■ PROVIDED MATERIAL
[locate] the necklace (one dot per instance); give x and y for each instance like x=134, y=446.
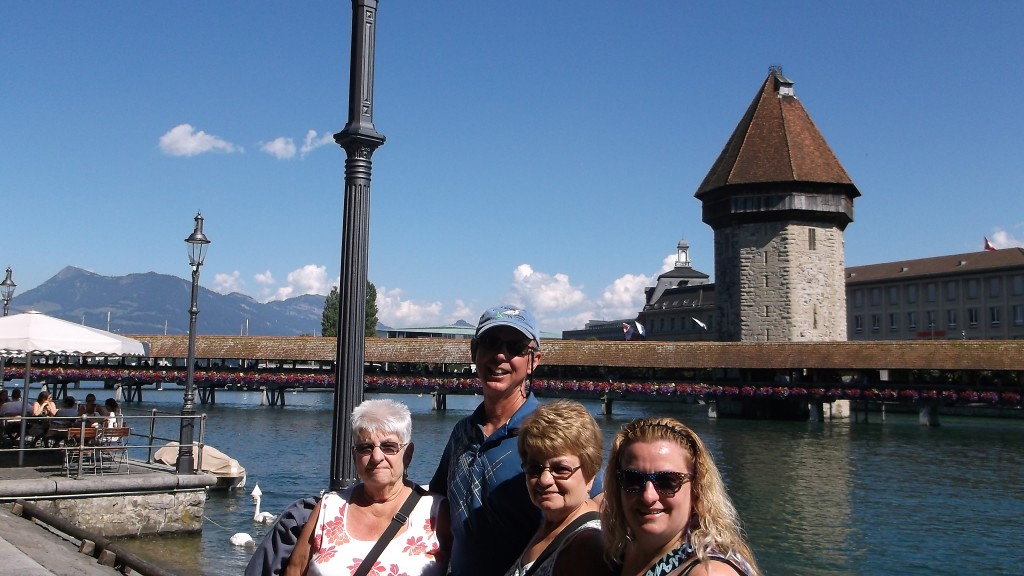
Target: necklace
x=671, y=561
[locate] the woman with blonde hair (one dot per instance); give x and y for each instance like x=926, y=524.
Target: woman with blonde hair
x=666, y=508
x=560, y=446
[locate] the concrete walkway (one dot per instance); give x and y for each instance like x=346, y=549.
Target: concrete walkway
x=29, y=548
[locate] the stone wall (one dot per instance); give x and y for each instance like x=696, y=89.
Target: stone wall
x=132, y=515
x=772, y=282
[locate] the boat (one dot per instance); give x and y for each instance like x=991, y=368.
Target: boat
x=230, y=475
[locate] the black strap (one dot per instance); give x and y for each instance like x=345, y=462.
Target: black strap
x=553, y=545
x=397, y=522
x=721, y=559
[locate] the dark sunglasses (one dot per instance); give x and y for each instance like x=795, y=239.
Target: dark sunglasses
x=388, y=448
x=558, y=471
x=666, y=483
x=516, y=346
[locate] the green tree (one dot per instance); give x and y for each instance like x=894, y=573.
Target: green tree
x=371, y=324
x=329, y=320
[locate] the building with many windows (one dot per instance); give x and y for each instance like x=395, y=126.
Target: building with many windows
x=978, y=295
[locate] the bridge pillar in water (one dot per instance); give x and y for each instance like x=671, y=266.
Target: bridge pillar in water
x=929, y=414
x=816, y=410
x=839, y=409
x=606, y=403
x=439, y=400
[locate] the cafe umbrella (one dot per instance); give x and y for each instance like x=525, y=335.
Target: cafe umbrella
x=35, y=333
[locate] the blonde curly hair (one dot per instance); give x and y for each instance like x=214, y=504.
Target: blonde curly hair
x=715, y=524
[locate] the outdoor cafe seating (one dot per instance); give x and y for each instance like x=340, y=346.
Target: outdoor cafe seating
x=97, y=450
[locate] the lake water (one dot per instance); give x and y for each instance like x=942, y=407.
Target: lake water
x=833, y=498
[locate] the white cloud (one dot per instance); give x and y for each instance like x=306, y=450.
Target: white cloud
x=227, y=283
x=185, y=140
x=312, y=141
x=280, y=148
x=309, y=279
x=625, y=296
x=393, y=311
x=543, y=293
x=264, y=278
x=1003, y=239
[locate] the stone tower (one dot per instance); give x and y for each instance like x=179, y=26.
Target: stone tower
x=778, y=201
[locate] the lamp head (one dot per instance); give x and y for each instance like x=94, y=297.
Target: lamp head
x=7, y=287
x=198, y=242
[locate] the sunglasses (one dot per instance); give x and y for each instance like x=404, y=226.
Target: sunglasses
x=388, y=448
x=666, y=483
x=517, y=346
x=558, y=471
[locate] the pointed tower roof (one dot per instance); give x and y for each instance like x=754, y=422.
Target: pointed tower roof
x=775, y=141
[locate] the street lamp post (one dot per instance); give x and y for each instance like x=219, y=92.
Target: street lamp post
x=198, y=243
x=359, y=139
x=6, y=292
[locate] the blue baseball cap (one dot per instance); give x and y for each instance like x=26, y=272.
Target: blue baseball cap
x=507, y=315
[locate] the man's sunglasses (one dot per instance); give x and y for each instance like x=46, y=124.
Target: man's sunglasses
x=666, y=483
x=515, y=346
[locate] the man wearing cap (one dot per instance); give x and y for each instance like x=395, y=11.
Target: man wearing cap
x=492, y=517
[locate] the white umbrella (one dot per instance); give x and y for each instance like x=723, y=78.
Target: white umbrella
x=33, y=332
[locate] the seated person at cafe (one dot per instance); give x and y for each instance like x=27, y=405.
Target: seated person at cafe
x=12, y=410
x=114, y=417
x=66, y=417
x=67, y=414
x=14, y=407
x=42, y=407
x=90, y=408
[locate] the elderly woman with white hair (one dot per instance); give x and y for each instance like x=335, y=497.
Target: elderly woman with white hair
x=384, y=524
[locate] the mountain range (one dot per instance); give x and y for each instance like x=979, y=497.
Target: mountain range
x=158, y=303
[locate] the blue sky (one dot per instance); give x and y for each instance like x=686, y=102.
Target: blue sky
x=544, y=154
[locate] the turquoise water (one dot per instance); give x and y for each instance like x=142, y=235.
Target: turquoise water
x=837, y=498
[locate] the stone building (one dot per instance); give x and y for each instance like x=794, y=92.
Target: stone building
x=778, y=201
x=973, y=296
x=681, y=304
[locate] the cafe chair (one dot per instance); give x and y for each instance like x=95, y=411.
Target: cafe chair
x=112, y=450
x=80, y=450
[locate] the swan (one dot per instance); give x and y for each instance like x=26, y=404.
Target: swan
x=262, y=518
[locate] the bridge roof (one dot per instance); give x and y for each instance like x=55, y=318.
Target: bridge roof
x=935, y=355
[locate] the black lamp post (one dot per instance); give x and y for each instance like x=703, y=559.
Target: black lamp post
x=359, y=139
x=198, y=243
x=7, y=290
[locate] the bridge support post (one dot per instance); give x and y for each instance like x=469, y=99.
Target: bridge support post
x=439, y=400
x=929, y=414
x=207, y=395
x=606, y=403
x=816, y=410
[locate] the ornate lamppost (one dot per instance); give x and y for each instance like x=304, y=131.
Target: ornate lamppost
x=359, y=139
x=7, y=290
x=198, y=243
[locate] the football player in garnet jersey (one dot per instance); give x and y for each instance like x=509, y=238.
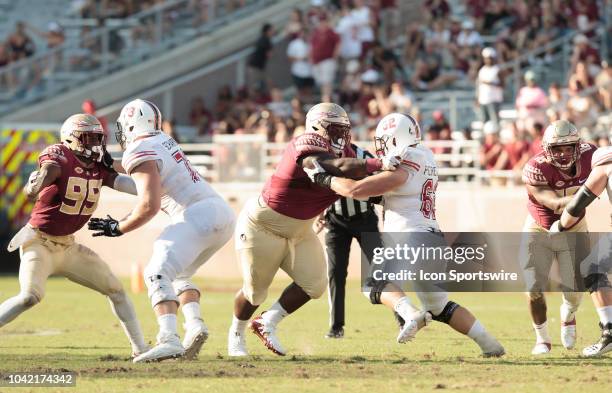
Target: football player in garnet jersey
x=552, y=177
x=595, y=272
x=201, y=223
x=274, y=231
x=409, y=195
x=66, y=189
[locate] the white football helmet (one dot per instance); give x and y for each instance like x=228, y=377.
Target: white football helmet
x=137, y=118
x=331, y=122
x=84, y=135
x=561, y=133
x=398, y=130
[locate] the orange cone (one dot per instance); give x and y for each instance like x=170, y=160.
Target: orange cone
x=137, y=280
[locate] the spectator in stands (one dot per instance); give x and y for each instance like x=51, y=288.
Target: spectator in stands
x=531, y=101
x=280, y=108
x=468, y=37
x=436, y=9
x=295, y=26
x=89, y=107
x=557, y=98
x=489, y=87
x=350, y=87
x=298, y=52
x=493, y=156
x=517, y=149
x=168, y=127
x=581, y=109
x=20, y=43
x=583, y=51
x=604, y=85
x=200, y=117
x=324, y=51
x=348, y=30
x=536, y=131
x=364, y=21
x=259, y=58
x=415, y=41
x=439, y=130
x=387, y=64
x=399, y=99
x=389, y=20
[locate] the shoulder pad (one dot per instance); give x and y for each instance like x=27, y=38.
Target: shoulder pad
x=602, y=156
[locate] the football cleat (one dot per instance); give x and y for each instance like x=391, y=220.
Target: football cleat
x=410, y=328
x=267, y=335
x=604, y=345
x=335, y=333
x=497, y=351
x=195, y=337
x=541, y=349
x=168, y=347
x=236, y=344
x=568, y=334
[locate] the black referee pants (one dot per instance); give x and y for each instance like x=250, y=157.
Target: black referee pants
x=338, y=238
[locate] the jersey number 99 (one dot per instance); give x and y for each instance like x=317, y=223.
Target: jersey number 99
x=80, y=190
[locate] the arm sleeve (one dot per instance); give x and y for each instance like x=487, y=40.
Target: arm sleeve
x=533, y=175
x=310, y=143
x=133, y=159
x=52, y=154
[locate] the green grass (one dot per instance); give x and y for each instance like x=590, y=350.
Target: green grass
x=83, y=336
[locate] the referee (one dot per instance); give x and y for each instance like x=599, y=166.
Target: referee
x=345, y=220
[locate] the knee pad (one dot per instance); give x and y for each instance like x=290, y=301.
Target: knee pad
x=596, y=281
x=317, y=290
x=375, y=288
x=446, y=313
x=535, y=295
x=29, y=299
x=181, y=285
x=160, y=289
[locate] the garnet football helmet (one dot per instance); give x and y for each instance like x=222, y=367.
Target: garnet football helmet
x=84, y=135
x=561, y=133
x=331, y=122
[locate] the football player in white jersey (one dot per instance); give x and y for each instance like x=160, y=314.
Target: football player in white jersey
x=409, y=195
x=595, y=272
x=201, y=223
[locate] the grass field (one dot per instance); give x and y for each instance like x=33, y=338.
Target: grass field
x=74, y=329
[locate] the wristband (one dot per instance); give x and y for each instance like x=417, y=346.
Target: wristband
x=373, y=165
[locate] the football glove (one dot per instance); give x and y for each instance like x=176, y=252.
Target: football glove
x=106, y=227
x=390, y=162
x=556, y=227
x=107, y=161
x=318, y=175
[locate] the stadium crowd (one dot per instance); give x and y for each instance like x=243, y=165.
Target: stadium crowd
x=356, y=53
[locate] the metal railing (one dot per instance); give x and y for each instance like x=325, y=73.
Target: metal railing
x=113, y=46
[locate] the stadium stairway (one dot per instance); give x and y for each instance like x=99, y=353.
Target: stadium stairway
x=181, y=59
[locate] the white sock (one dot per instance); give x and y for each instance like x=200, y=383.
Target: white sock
x=274, y=315
x=192, y=313
x=124, y=310
x=238, y=325
x=568, y=311
x=12, y=308
x=404, y=307
x=542, y=335
x=485, y=341
x=605, y=314
x=167, y=325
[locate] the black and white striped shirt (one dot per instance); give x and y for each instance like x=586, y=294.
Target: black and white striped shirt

■ TASK STATEMENT
Return, from the material above, each line holding the string "shirt".

■ PROBLEM SOLUTION
[locate] the black and white striped shirt (one dot per instance); give x and y for each instance like x=586, y=294.
Target: black and white striped shirt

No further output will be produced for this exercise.